## PAGE EXCERPT
## BEGIN
Our Googler friends have already implemented and shipped this
mechanism as part of Google Chrome and on Google's servers. They have
patches to NSS, the crypto library that Firefox uses, that they are
happy to share with us. Just accepting the patches is not sufficient,
because there are privacy concerns that would need to be mitigated in
other parts of Firefox.

One thing that is up for debate is what the security/privacy tradeoff
should be. In particular, the channel ID keypair itself acts like a
cryptographically strong cookie and could be used for tracking. The
Chromium team has implemented some measures to make it so that channel
ID is treated like cookies in terms of the browser's cookie management
policy. We should investigate whether we could improve the privacy
protections for this mechanism to make sure it doesn't become a
new/better way to track people. Ideally, we would know which cookies
were associated with a login event (username/password submission,
Persona/BrowserID login, etc), and then only generate and use a
Channel ID keypair in those situations. However, this would require us
to be able to classify cookies into "authentication" and "tracking"
## END
## OBJECTIVE
In the channel ID excerpt, what is the name of the crypto library that Firefox uses? The records that come after this text are separate material and have no connection to it.

## RAW RECORDS
## BEGIN
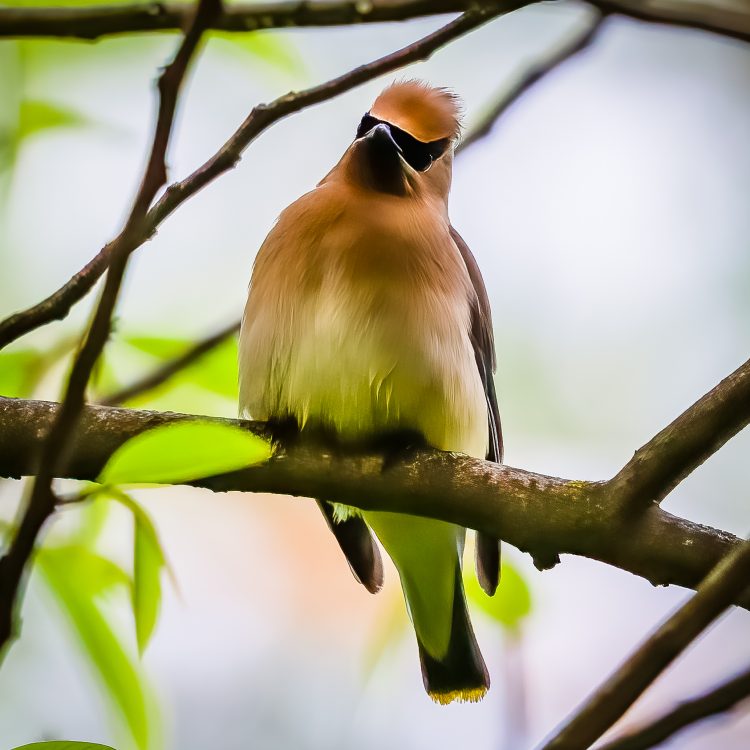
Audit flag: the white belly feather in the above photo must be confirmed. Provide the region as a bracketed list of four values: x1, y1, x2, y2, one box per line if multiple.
[240, 191, 488, 458]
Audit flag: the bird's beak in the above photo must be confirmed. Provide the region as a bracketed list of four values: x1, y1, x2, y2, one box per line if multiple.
[365, 122, 401, 154]
[356, 122, 406, 195]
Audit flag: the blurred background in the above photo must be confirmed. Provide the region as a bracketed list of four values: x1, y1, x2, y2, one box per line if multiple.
[0, 3, 750, 750]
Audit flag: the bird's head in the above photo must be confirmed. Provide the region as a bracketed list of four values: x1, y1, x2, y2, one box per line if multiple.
[335, 81, 461, 202]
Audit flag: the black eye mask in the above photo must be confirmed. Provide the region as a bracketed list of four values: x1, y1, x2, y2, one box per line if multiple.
[357, 112, 451, 172]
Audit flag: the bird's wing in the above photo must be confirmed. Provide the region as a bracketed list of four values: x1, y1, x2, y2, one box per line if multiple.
[450, 227, 503, 596]
[318, 500, 383, 594]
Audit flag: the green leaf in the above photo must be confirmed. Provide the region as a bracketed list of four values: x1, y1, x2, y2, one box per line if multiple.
[210, 31, 305, 75]
[98, 420, 271, 484]
[125, 336, 238, 403]
[125, 336, 191, 359]
[17, 99, 85, 139]
[464, 560, 532, 633]
[36, 545, 150, 750]
[109, 489, 167, 654]
[13, 740, 114, 750]
[0, 349, 42, 398]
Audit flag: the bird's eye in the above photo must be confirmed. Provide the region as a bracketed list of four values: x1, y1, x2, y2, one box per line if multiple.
[357, 112, 451, 172]
[391, 126, 450, 172]
[357, 112, 381, 138]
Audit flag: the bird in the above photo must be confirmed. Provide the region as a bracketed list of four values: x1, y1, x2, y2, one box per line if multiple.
[239, 80, 503, 704]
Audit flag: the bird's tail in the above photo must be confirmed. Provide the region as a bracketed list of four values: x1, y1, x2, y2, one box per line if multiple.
[365, 512, 490, 704]
[417, 568, 490, 705]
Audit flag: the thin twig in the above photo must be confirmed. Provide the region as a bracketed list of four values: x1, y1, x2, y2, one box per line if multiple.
[542, 542, 750, 750]
[456, 10, 607, 155]
[0, 0, 524, 349]
[99, 11, 605, 406]
[596, 669, 750, 750]
[611, 360, 750, 514]
[0, 384, 750, 607]
[0, 0, 750, 41]
[0, 0, 221, 657]
[99, 321, 240, 406]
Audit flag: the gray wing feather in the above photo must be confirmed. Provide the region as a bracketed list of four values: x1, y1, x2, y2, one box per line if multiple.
[450, 227, 503, 596]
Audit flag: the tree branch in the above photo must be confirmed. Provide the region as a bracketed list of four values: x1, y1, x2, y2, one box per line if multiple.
[456, 11, 607, 156]
[0, 0, 221, 655]
[100, 321, 240, 406]
[0, 398, 750, 608]
[542, 542, 750, 750]
[612, 360, 750, 512]
[597, 669, 750, 750]
[100, 13, 605, 406]
[0, 0, 750, 41]
[0, 0, 524, 349]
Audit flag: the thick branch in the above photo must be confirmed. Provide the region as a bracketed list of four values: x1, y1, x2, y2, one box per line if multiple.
[597, 669, 750, 750]
[0, 398, 750, 607]
[0, 0, 523, 349]
[0, 0, 750, 41]
[0, 0, 221, 654]
[542, 542, 750, 750]
[100, 13, 605, 406]
[612, 360, 750, 511]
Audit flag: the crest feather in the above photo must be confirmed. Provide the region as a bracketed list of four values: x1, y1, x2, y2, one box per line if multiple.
[370, 80, 461, 143]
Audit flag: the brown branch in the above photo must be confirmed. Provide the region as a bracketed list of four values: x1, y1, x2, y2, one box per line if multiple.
[456, 12, 607, 155]
[0, 0, 524, 349]
[0, 0, 750, 41]
[542, 542, 750, 750]
[100, 13, 616, 406]
[0, 398, 750, 607]
[597, 669, 750, 750]
[0, 0, 221, 656]
[100, 321, 240, 406]
[612, 360, 750, 512]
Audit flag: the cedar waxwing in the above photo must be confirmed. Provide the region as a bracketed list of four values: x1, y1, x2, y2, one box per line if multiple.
[240, 81, 502, 703]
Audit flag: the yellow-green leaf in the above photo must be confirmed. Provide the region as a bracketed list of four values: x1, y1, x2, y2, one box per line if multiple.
[13, 740, 114, 750]
[210, 31, 305, 75]
[125, 336, 238, 403]
[18, 99, 85, 139]
[36, 545, 150, 750]
[98, 420, 271, 484]
[110, 489, 166, 654]
[0, 349, 42, 398]
[464, 560, 532, 632]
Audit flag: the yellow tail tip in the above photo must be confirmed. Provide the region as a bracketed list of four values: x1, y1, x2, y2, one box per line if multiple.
[427, 687, 487, 706]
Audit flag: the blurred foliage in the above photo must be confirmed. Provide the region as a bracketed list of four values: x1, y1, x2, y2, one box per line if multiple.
[36, 544, 153, 750]
[0, 338, 74, 398]
[124, 336, 239, 405]
[105, 487, 174, 655]
[16, 99, 86, 141]
[99, 414, 271, 485]
[464, 559, 532, 635]
[209, 31, 305, 76]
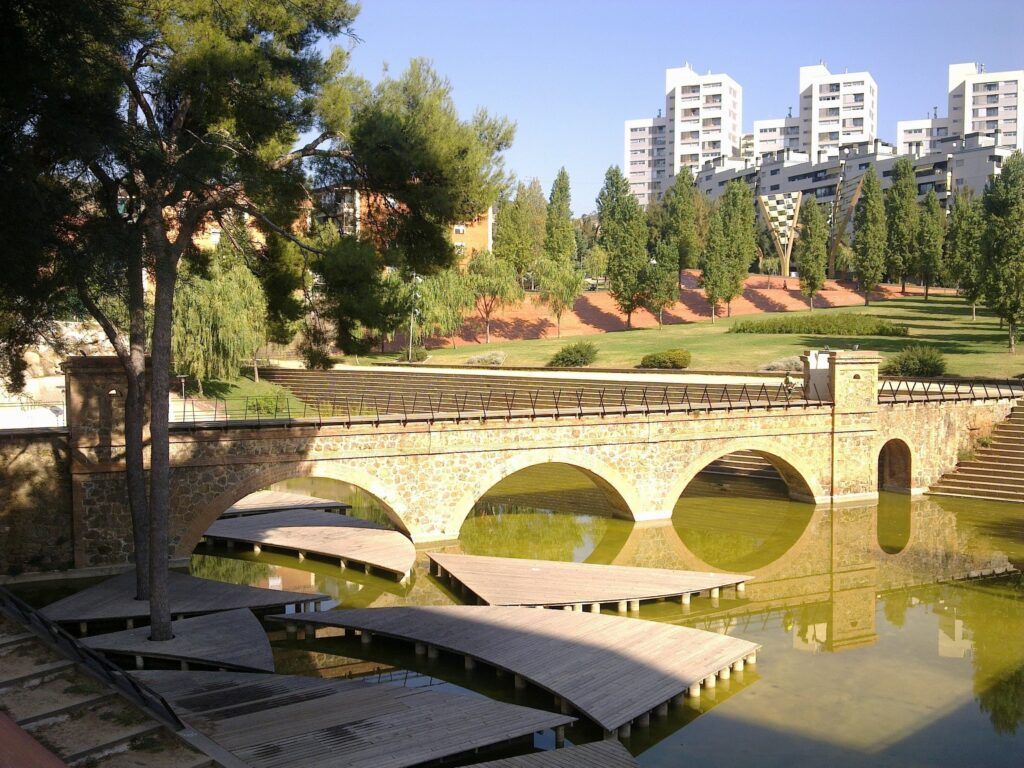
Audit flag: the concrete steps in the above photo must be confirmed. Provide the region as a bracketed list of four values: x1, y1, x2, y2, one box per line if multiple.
[929, 406, 1024, 503]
## END
## EXERCISE RESULT
NSS.